Image-backed grounding data:

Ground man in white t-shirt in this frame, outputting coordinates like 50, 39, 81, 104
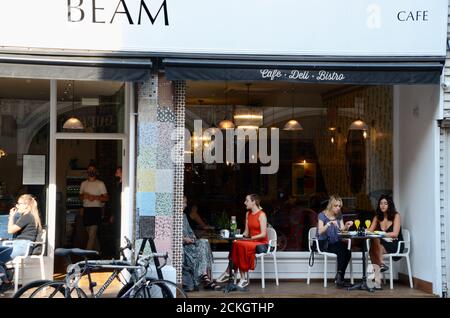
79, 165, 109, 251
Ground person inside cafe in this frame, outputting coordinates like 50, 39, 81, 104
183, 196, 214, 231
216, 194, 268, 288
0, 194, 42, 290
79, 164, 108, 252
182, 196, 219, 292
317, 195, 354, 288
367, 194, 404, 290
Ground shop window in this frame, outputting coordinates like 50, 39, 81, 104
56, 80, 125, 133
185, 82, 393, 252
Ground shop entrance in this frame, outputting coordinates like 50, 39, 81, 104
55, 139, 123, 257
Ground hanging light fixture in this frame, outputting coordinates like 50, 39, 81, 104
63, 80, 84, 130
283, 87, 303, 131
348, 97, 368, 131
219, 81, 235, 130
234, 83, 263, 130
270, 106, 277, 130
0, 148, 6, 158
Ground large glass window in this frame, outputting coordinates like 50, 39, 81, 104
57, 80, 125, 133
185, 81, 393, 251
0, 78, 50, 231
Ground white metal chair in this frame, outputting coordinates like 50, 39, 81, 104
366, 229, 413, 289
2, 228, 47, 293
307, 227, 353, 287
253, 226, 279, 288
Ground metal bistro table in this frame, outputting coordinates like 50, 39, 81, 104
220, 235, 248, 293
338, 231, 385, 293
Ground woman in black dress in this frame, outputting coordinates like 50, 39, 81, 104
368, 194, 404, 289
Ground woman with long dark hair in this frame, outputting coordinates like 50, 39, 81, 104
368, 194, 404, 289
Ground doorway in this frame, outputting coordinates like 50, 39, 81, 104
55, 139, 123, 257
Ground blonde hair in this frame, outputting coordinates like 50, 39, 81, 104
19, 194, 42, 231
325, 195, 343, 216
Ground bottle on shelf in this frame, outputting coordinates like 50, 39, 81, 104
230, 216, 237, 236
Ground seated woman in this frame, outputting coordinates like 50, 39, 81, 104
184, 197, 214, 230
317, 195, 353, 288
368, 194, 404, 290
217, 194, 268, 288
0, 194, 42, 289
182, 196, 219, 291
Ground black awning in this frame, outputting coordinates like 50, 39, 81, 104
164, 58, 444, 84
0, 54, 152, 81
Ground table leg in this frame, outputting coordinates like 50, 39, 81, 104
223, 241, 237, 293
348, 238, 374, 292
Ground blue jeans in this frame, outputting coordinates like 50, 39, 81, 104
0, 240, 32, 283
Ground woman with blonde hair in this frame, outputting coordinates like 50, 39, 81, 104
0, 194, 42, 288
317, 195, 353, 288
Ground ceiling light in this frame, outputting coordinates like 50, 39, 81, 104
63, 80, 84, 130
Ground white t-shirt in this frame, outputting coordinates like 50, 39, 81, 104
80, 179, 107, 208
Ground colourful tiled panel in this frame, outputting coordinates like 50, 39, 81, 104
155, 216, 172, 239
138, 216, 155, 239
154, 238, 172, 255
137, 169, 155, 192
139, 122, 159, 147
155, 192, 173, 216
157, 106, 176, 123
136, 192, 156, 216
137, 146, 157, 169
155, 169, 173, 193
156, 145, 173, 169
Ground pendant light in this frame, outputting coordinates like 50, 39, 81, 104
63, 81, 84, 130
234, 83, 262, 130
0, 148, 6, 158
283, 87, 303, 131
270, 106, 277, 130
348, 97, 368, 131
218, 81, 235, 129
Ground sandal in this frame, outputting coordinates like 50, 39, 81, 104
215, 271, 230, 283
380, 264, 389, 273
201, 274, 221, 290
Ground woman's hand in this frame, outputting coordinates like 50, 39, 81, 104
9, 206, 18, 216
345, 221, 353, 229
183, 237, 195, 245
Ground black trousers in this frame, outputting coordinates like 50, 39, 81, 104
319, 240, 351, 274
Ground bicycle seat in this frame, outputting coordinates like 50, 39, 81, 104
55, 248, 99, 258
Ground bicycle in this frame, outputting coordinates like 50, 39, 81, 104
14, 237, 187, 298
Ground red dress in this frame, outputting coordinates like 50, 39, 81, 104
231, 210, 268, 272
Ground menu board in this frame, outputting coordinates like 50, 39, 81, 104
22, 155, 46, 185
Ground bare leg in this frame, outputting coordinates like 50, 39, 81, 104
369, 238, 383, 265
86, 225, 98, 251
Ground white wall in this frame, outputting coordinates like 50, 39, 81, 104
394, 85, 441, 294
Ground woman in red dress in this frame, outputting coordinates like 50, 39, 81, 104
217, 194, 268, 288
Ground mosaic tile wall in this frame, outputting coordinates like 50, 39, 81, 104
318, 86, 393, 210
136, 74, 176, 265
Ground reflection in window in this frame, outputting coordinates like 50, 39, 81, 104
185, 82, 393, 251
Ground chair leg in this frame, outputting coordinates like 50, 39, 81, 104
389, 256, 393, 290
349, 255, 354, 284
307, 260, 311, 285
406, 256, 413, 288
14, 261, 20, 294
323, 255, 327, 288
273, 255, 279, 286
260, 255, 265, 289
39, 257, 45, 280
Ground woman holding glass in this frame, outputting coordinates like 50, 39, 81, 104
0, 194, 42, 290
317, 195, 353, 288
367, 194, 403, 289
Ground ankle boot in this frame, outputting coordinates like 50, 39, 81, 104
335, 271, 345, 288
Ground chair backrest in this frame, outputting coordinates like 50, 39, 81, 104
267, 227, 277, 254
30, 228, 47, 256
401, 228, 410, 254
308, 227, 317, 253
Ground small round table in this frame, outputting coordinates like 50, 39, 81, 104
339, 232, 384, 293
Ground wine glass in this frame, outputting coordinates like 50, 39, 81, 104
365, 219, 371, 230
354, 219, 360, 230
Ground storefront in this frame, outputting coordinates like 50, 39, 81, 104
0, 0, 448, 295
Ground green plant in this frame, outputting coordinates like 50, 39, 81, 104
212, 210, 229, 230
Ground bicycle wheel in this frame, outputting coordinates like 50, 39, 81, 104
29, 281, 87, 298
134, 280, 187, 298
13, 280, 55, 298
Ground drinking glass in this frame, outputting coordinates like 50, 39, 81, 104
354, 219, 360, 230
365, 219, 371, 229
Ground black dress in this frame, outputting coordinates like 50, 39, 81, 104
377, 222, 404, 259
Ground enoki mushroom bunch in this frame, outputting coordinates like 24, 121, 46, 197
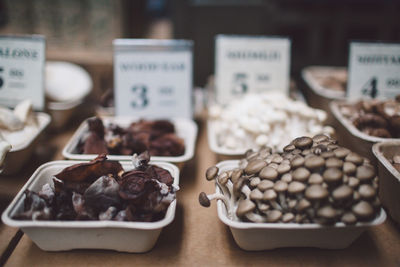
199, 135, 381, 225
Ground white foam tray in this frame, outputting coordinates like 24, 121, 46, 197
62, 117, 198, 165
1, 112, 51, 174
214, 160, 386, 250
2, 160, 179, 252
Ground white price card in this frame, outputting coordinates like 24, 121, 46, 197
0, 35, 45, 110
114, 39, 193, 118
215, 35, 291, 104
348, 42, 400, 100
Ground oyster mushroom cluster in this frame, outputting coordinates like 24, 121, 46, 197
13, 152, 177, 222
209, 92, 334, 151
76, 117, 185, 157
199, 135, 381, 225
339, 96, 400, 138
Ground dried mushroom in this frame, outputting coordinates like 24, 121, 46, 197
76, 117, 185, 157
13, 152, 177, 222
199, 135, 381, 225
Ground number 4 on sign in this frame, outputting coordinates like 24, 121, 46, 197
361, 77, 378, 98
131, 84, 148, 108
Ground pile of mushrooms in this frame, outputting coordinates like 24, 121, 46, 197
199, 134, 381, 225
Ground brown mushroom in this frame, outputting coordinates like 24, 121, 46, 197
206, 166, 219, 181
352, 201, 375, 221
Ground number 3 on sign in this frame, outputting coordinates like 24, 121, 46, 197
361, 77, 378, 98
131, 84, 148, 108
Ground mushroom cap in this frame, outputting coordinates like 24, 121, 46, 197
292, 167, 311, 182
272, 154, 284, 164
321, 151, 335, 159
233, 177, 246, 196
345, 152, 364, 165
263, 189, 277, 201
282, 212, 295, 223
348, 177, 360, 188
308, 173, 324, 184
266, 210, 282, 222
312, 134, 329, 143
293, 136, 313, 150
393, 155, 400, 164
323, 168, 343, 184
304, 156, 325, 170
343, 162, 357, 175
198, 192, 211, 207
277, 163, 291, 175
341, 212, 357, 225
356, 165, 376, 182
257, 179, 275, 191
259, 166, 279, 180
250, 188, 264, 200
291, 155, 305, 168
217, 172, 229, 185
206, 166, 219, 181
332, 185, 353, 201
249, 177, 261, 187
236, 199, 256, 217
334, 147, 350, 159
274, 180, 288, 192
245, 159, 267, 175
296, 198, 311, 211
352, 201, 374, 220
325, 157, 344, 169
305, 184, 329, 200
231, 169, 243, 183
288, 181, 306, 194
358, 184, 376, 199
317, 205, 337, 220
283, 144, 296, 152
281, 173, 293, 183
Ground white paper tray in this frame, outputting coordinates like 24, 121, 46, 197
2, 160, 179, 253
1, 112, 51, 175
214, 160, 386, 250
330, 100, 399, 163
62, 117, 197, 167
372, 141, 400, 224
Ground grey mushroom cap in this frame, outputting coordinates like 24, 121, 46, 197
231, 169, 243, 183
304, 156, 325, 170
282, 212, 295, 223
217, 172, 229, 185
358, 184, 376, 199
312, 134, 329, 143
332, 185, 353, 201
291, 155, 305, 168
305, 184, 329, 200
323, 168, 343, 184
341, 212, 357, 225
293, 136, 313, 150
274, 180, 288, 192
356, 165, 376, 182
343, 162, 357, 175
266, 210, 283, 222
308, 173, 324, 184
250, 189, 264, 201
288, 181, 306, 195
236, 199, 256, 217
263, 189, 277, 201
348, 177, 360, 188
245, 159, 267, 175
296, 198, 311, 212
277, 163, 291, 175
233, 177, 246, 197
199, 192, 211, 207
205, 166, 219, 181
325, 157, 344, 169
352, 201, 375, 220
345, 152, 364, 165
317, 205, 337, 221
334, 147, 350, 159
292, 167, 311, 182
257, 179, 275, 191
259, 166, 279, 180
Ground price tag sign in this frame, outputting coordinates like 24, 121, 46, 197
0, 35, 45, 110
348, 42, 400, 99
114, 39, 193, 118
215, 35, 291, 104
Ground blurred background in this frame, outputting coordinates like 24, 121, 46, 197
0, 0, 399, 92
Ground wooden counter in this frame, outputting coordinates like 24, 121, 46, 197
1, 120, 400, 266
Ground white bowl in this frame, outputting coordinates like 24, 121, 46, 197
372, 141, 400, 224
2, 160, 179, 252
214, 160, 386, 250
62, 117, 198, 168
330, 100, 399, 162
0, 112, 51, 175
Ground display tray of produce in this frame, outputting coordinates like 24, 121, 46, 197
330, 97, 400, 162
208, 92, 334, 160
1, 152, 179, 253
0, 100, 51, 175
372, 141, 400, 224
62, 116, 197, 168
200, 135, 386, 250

* What you have to do: Exactly the lines from the one containing "Ground wooden counter" to the final line of the data, both included, should be printed, and nothing more.

* Solution for this problem:
Ground wooden counter in this frame, outputting coordinates like 24, 121, 46, 197
1, 120, 400, 266
Ground white bowl in this frame, outputting coordinates like 24, 121, 46, 197
372, 141, 400, 224
2, 160, 179, 252
214, 160, 386, 250
62, 117, 198, 168
330, 100, 399, 162
0, 112, 51, 175
Ground display tray of produce in this frame, outputting coordinates like 24, 121, 46, 197
330, 97, 400, 162
208, 92, 334, 160
1, 152, 179, 253
0, 100, 51, 175
372, 141, 400, 224
62, 116, 197, 168
200, 135, 386, 250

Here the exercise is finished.